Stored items
== Segment start ==

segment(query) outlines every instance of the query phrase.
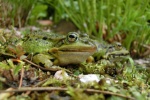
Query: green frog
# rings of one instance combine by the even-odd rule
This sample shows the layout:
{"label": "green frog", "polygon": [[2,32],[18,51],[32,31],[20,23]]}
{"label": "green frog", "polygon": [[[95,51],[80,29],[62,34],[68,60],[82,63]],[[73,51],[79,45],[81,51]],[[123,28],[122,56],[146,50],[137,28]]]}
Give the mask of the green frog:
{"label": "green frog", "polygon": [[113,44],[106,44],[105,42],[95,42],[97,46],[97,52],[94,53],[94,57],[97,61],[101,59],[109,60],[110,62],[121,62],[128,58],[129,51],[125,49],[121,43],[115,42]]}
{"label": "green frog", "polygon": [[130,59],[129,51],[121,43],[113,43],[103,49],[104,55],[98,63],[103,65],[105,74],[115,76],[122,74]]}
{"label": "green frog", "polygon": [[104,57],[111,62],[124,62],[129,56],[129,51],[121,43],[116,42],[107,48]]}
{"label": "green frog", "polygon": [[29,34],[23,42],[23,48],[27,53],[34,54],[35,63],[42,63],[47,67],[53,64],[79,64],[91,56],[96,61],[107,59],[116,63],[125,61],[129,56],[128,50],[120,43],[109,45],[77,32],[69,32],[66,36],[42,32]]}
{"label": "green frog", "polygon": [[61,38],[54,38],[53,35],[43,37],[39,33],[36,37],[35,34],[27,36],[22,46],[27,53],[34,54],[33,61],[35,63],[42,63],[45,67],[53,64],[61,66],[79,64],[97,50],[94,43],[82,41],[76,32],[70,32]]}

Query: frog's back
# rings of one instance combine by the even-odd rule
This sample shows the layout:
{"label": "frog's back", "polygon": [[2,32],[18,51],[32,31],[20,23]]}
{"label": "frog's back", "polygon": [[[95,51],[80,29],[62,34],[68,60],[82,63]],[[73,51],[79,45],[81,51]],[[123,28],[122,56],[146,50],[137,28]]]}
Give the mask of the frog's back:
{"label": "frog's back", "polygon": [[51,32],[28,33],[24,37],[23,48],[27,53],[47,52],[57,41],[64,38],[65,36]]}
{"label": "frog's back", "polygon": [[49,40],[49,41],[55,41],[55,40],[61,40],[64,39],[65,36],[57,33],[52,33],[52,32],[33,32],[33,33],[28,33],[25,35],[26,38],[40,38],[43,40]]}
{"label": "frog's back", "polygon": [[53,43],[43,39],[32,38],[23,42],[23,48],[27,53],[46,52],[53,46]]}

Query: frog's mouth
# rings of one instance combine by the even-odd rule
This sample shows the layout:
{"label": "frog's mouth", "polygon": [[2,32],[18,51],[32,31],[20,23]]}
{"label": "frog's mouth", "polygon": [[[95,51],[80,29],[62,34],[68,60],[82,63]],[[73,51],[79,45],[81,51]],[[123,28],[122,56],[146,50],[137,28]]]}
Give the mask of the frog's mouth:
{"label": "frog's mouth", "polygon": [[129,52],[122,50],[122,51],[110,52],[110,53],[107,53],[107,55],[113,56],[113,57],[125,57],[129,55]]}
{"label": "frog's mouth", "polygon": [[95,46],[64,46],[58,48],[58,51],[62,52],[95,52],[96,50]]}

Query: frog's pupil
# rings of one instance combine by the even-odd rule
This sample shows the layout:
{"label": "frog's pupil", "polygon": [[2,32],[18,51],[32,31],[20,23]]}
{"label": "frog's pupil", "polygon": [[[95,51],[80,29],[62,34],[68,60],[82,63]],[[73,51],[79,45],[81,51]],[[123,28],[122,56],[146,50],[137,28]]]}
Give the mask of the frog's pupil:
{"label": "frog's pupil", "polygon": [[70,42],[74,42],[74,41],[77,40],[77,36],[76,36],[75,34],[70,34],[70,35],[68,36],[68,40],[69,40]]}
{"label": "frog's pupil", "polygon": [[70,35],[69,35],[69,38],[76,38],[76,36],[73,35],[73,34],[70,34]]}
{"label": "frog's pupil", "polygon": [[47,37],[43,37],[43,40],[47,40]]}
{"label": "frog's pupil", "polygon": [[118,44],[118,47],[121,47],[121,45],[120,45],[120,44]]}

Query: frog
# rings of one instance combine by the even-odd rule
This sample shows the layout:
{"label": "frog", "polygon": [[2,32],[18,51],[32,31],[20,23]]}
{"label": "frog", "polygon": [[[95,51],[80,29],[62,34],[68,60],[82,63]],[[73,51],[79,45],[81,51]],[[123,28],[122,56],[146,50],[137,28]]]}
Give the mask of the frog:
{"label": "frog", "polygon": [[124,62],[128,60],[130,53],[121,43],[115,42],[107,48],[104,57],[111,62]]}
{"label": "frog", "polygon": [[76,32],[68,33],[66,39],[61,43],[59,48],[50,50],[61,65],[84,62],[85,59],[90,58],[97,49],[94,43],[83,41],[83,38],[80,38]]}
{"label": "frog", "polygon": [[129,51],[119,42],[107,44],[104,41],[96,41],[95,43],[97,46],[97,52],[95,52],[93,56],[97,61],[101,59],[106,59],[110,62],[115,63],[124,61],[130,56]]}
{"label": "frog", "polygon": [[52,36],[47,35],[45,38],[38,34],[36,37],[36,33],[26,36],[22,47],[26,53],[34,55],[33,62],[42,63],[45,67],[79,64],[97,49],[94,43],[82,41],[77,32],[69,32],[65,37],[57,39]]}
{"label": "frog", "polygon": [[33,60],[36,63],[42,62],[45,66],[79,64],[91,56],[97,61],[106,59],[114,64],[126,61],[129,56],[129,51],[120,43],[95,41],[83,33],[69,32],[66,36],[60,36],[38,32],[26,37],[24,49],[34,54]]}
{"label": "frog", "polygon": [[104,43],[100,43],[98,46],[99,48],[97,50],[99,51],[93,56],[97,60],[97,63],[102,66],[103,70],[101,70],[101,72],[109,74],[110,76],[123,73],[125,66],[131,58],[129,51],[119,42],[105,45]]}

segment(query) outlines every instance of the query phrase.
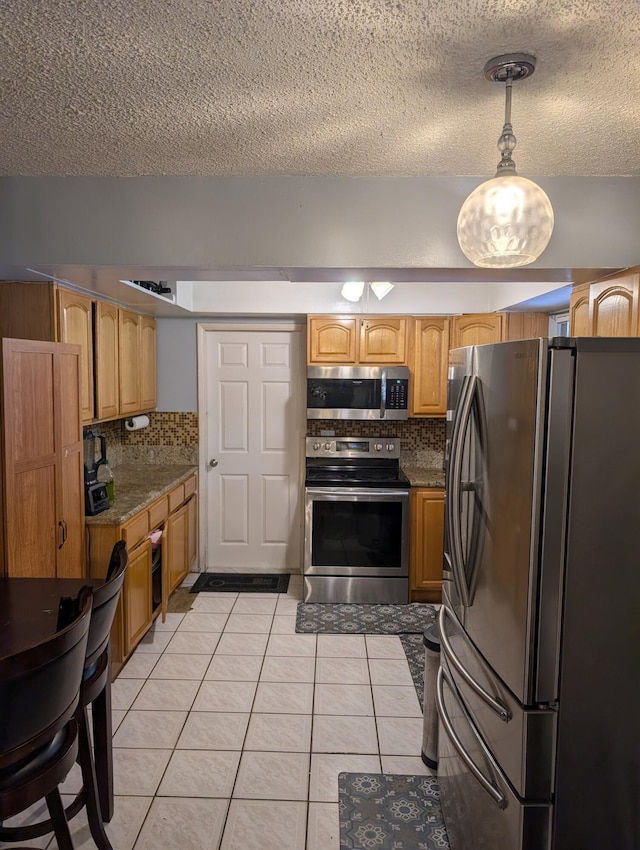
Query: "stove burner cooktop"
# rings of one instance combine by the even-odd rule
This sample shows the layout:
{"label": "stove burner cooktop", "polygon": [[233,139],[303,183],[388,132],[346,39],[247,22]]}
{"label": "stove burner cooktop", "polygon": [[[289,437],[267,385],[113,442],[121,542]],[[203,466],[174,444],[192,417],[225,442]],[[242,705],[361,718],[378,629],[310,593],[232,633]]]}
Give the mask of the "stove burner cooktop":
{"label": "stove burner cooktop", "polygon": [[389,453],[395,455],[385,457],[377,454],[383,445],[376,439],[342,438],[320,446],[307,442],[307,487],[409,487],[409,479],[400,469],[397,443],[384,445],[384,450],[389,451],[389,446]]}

== Segment end ==

**Task requirements**
Your copy should be the entries retyped exactly, with no images in it.

**Expected answer**
segment(query) outlines every instance of the query phrase.
Query: green frog
# rings of one instance combine by the even-odd rule
This sample shows the layout:
{"label": "green frog", "polygon": [[2,32],[18,51],[32,31],[20,23]]}
{"label": "green frog", "polygon": [[[95,51],[80,29],[62,34],[68,60],[82,63]],[[73,51],[79,45],[81,51]],[[123,28],[122,56],[146,50],[137,28]]]}
Give the mask of the green frog:
{"label": "green frog", "polygon": [[113,44],[106,44],[105,42],[95,42],[97,46],[97,52],[94,53],[94,57],[97,61],[101,59],[109,60],[110,62],[121,62],[128,58],[129,51],[125,49],[121,43],[115,42]]}
{"label": "green frog", "polygon": [[130,59],[129,51],[121,43],[113,43],[103,49],[104,55],[98,63],[103,65],[105,74],[115,76],[122,74]]}
{"label": "green frog", "polygon": [[104,57],[111,62],[124,62],[129,56],[129,51],[121,43],[116,42],[107,48]]}
{"label": "green frog", "polygon": [[29,34],[23,42],[23,48],[27,53],[34,54],[35,63],[42,63],[47,67],[53,64],[79,64],[91,56],[96,61],[107,59],[116,63],[125,61],[129,56],[128,50],[120,43],[109,45],[77,32],[69,32],[66,36],[42,32]]}
{"label": "green frog", "polygon": [[61,38],[54,38],[53,35],[43,37],[39,33],[36,37],[35,34],[27,36],[22,46],[27,53],[34,54],[33,61],[35,63],[42,63],[45,67],[53,64],[61,66],[79,64],[97,50],[94,43],[82,41],[76,32],[70,32]]}

Query: frog's back
# rings of one instance combine by the even-odd rule
This sample shows the layout:
{"label": "frog's back", "polygon": [[2,32],[18,51],[32,31],[20,23]]}
{"label": "frog's back", "polygon": [[[95,51],[80,29],[62,34],[68,60],[82,63]],[[73,51],[79,45],[81,51]],[[123,28],[122,56],[146,50],[137,28]]]}
Give the mask of the frog's back:
{"label": "frog's back", "polygon": [[51,32],[28,33],[24,37],[23,48],[27,53],[47,52],[57,41],[64,38],[65,36]]}
{"label": "frog's back", "polygon": [[49,40],[49,41],[55,41],[55,40],[61,40],[64,39],[65,36],[57,33],[52,33],[52,32],[33,32],[33,33],[28,33],[25,35],[26,38],[40,38],[43,40]]}
{"label": "frog's back", "polygon": [[53,43],[43,39],[32,38],[23,42],[23,48],[27,53],[46,52],[53,46]]}

Query: frog's mouth
# rings of one instance combine by the even-odd rule
This sample shows the layout:
{"label": "frog's mouth", "polygon": [[2,32],[18,51],[32,31],[20,23]]}
{"label": "frog's mouth", "polygon": [[[95,51],[80,29],[62,34],[68,60],[82,63]],[[73,51],[79,45],[81,51]],[[123,28],[122,56],[146,50],[137,28]]]}
Give the mask of the frog's mouth:
{"label": "frog's mouth", "polygon": [[129,52],[122,50],[122,51],[110,52],[110,53],[107,53],[107,55],[113,56],[113,57],[125,57],[129,55]]}
{"label": "frog's mouth", "polygon": [[95,46],[64,46],[58,48],[58,51],[62,52],[95,52],[96,50]]}

Query: frog's pupil
# rings of one instance combine by the even-odd rule
This sample shows the layout:
{"label": "frog's pupil", "polygon": [[2,32],[18,51],[32,31],[20,23]]}
{"label": "frog's pupil", "polygon": [[[95,51],[80,29],[62,34],[68,60],[82,63]],[[73,51],[79,45],[81,51]],[[123,28],[122,56],[146,50],[137,28]]]}
Give the mask of the frog's pupil:
{"label": "frog's pupil", "polygon": [[70,42],[74,42],[74,41],[77,40],[77,36],[76,36],[75,34],[70,34],[70,35],[68,36],[68,40],[69,40]]}
{"label": "frog's pupil", "polygon": [[70,35],[69,35],[69,38],[76,38],[76,36],[73,35],[73,34],[70,34]]}
{"label": "frog's pupil", "polygon": [[47,37],[43,37],[43,40],[47,40]]}
{"label": "frog's pupil", "polygon": [[118,44],[118,47],[121,47],[121,45],[120,45],[120,44]]}

Query: frog
# rings of one instance combine by the even-odd rule
This sample shows the layout:
{"label": "frog", "polygon": [[2,32],[18,51],[32,31],[20,23]]}
{"label": "frog", "polygon": [[[95,51],[80,29],[62,34],[68,60],[82,63]],[[73,51],[79,45],[81,51]],[[123,28],[122,56],[146,50],[137,28]]]}
Give the mask of the frog:
{"label": "frog", "polygon": [[124,62],[128,60],[130,53],[121,43],[115,42],[107,48],[104,57],[111,62]]}
{"label": "frog", "polygon": [[76,32],[68,33],[66,39],[61,43],[59,48],[50,50],[61,65],[84,62],[85,59],[90,58],[97,49],[94,43],[83,41],[83,38],[80,38]]}
{"label": "frog", "polygon": [[129,51],[119,42],[107,44],[104,41],[96,41],[95,43],[97,46],[97,52],[95,52],[93,56],[97,61],[101,59],[106,59],[110,62],[115,63],[124,61],[130,56]]}
{"label": "frog", "polygon": [[52,36],[47,35],[45,38],[38,34],[36,37],[36,33],[26,36],[22,47],[26,53],[34,55],[33,62],[42,63],[45,67],[79,64],[97,49],[94,43],[82,41],[77,32],[69,32],[65,37],[57,39]]}
{"label": "frog", "polygon": [[33,60],[36,63],[42,62],[45,66],[79,64],[91,56],[97,61],[106,59],[114,64],[126,61],[129,56],[129,51],[120,43],[95,41],[83,33],[69,32],[66,36],[60,36],[38,32],[26,37],[24,49],[34,54]]}
{"label": "frog", "polygon": [[104,43],[100,43],[98,46],[99,48],[97,50],[99,51],[93,56],[97,60],[97,63],[102,66],[103,70],[101,70],[101,72],[109,74],[110,76],[123,73],[125,66],[131,58],[129,51],[119,42],[105,45]]}

segment(query) outlines every instance of the query phrase.
Query: "stove burner cooktop"
# rings of one instance combine by the even-odd rule
This sample shows the layout:
{"label": "stove burner cooktop", "polygon": [[233,139],[303,183],[388,132],[346,39],[247,22]]}
{"label": "stove burner cooktop", "polygon": [[[289,437],[267,385],[113,442],[121,542]],[[203,466],[174,444],[192,417],[225,442]],[[242,705],[361,718],[378,629],[310,593],[232,633]]]}
Give the mask of the "stove burner cooktop":
{"label": "stove burner cooktop", "polygon": [[389,453],[395,455],[385,457],[377,454],[383,445],[376,439],[342,438],[320,446],[307,442],[307,487],[409,487],[409,479],[400,469],[397,443],[384,445],[384,450],[389,451],[389,446]]}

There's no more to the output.